═════ Text under study

Hospital short on beds - Patient forced to sleep on chair with drip in hand
A family is fuming after one of its members slept on a chair for two consecutive nights in the St Ann's Bay Regional Hospital after being admitted on the weekend.
Marcia Frater Waldron told THE STAR that her brother, Andre Frater, who suffers from hypertension and diabetes, had to sleep on a chair in the Accident and Emergency Department (A&E) of the hospital on Saturday and Sunday nights, while there was an IV (intravenous) drip in his arm.
"He was admitted on Saturday evening and he slept in the chair with the drip," Waldron fumed. "You can just imagine how uncomfortable that was."
Waldron said she asked a nurse, who was attending to Frater, if he would be given a bed.
"The nurse said that he would have to stay there until someone dies or is discharged," Waldron said.
"His boss came this morning (yesterday morning) and made arrangement for him to get a bed in the private section."

══════════

**Problem statement**
Echo the part of the hospital bed article starting with "Hospital short on" and going on through "on the weekend.", word for word. The listing that comes next is its own material and has nothing to do with the hospital article.

═════ Given records

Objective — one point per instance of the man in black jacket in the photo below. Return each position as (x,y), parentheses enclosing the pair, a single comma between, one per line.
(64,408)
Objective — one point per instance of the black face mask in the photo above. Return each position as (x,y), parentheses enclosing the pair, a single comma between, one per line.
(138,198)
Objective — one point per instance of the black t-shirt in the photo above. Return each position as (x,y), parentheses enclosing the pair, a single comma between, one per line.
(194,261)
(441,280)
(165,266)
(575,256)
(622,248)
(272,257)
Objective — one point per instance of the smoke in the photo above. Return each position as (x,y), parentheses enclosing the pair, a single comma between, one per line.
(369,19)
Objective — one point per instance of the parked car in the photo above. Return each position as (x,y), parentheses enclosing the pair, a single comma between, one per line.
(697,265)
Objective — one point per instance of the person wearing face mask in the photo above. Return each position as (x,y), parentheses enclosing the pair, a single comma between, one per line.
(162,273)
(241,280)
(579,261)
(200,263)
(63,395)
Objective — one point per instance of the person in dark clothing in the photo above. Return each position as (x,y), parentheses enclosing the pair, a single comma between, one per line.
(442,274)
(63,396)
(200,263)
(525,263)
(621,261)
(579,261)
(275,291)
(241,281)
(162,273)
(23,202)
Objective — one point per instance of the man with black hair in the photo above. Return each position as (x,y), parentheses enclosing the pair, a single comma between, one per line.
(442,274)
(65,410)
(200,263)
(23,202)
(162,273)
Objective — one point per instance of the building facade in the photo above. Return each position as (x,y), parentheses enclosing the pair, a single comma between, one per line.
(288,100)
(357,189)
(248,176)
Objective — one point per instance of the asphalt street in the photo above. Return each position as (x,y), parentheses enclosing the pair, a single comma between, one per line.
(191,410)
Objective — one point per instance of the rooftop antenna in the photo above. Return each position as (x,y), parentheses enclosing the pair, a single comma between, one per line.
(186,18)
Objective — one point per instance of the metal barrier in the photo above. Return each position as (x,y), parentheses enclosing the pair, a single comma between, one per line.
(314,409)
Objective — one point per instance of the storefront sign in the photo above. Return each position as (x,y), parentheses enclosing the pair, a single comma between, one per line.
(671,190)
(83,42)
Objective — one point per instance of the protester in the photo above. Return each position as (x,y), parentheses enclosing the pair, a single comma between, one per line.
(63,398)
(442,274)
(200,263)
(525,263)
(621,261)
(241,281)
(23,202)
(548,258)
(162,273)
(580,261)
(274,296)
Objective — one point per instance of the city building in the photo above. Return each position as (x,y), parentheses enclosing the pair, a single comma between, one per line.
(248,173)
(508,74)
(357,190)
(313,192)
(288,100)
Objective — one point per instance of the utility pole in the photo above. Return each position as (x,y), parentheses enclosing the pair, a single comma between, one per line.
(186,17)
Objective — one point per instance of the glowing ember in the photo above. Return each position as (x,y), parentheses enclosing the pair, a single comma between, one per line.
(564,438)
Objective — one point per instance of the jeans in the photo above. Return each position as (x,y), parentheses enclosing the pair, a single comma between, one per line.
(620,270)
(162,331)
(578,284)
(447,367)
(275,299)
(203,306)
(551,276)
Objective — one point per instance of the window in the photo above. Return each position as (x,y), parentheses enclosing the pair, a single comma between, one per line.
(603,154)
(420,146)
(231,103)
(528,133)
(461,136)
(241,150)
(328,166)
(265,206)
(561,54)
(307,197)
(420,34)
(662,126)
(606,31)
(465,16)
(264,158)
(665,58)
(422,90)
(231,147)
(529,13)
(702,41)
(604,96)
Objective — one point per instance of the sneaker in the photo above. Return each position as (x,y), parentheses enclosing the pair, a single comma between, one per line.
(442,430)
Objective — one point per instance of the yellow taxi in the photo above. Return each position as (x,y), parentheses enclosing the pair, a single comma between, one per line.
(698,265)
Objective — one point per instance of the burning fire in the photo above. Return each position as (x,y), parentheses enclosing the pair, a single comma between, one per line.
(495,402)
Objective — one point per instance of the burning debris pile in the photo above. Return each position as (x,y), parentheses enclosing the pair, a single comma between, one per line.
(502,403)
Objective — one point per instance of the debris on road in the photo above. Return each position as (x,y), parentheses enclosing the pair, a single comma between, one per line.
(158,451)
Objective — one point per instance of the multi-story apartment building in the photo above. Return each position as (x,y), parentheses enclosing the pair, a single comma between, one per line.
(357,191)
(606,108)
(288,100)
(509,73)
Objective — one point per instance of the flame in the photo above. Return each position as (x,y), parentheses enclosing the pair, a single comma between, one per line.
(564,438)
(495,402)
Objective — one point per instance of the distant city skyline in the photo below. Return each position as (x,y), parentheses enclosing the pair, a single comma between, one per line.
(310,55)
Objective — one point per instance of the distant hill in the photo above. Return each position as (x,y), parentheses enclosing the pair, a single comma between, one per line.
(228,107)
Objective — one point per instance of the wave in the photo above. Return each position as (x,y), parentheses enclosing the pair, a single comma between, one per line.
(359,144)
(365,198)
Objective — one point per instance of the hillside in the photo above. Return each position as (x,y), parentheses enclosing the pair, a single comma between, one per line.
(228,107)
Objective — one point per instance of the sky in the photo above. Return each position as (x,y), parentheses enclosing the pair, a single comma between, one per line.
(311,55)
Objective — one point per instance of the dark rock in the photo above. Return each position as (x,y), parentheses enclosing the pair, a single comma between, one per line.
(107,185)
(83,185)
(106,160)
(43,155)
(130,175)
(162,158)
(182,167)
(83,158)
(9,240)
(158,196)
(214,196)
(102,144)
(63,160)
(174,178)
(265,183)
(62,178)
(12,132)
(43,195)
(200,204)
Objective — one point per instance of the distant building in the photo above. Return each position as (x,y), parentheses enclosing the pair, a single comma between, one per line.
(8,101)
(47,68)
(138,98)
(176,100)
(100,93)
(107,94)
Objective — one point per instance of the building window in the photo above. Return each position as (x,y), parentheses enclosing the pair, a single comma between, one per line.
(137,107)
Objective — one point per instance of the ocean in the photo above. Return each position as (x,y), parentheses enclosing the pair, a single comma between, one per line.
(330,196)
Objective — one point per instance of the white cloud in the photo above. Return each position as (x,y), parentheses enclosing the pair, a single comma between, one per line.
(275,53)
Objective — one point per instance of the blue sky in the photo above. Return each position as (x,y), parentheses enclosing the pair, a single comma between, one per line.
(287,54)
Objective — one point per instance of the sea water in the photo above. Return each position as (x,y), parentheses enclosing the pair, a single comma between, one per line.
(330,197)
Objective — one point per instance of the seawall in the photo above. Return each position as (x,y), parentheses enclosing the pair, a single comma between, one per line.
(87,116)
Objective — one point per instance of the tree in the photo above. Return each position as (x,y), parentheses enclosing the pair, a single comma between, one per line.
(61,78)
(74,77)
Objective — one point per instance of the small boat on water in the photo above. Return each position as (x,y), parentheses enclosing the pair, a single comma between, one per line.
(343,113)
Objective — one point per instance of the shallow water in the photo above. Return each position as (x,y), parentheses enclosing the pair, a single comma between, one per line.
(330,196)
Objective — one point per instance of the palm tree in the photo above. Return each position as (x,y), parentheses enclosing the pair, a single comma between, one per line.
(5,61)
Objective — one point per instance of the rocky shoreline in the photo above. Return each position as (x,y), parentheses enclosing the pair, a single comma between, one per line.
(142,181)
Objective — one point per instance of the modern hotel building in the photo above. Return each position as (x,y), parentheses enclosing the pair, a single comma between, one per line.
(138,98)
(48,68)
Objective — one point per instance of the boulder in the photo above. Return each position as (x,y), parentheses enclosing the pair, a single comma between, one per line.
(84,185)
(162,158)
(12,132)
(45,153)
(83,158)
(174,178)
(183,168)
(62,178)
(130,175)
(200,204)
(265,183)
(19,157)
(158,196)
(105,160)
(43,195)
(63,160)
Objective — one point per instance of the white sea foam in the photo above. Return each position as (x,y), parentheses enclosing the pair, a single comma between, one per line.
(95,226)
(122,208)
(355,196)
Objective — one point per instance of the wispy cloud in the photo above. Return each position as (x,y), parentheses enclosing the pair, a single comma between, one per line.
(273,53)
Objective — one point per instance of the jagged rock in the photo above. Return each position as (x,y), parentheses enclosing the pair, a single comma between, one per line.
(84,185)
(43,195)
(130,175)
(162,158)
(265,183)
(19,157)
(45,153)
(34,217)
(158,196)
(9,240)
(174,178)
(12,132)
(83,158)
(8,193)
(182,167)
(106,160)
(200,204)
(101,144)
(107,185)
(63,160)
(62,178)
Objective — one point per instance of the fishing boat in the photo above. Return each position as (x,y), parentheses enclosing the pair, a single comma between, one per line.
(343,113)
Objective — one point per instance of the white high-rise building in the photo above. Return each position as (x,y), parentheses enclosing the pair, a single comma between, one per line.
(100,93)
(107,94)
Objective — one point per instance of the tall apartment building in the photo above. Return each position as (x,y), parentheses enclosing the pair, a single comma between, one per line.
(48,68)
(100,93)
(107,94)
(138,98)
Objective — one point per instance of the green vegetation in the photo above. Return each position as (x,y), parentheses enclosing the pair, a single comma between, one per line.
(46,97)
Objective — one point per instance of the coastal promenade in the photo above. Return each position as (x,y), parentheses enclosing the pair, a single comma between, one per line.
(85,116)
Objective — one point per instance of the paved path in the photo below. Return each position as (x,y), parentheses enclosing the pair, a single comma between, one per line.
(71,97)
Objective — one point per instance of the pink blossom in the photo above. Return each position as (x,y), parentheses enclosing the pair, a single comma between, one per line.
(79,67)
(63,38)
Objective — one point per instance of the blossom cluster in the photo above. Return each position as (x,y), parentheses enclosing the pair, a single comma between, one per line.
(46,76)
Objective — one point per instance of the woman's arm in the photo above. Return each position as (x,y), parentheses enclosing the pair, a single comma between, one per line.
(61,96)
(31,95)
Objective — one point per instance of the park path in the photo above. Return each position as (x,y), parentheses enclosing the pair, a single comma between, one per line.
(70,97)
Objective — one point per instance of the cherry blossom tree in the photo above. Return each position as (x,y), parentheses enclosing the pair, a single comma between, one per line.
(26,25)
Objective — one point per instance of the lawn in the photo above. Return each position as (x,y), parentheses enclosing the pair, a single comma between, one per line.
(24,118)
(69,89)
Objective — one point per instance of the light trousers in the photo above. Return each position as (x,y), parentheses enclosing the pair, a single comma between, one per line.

══════════

**Task response**
Hospital short on beds - Patient forced to sleep on chair with drip in hand
A family is fuming after one of its members slept on a chair for two consecutive nights in the St Ann's Bay Regional Hospital after being admitted on the weekend.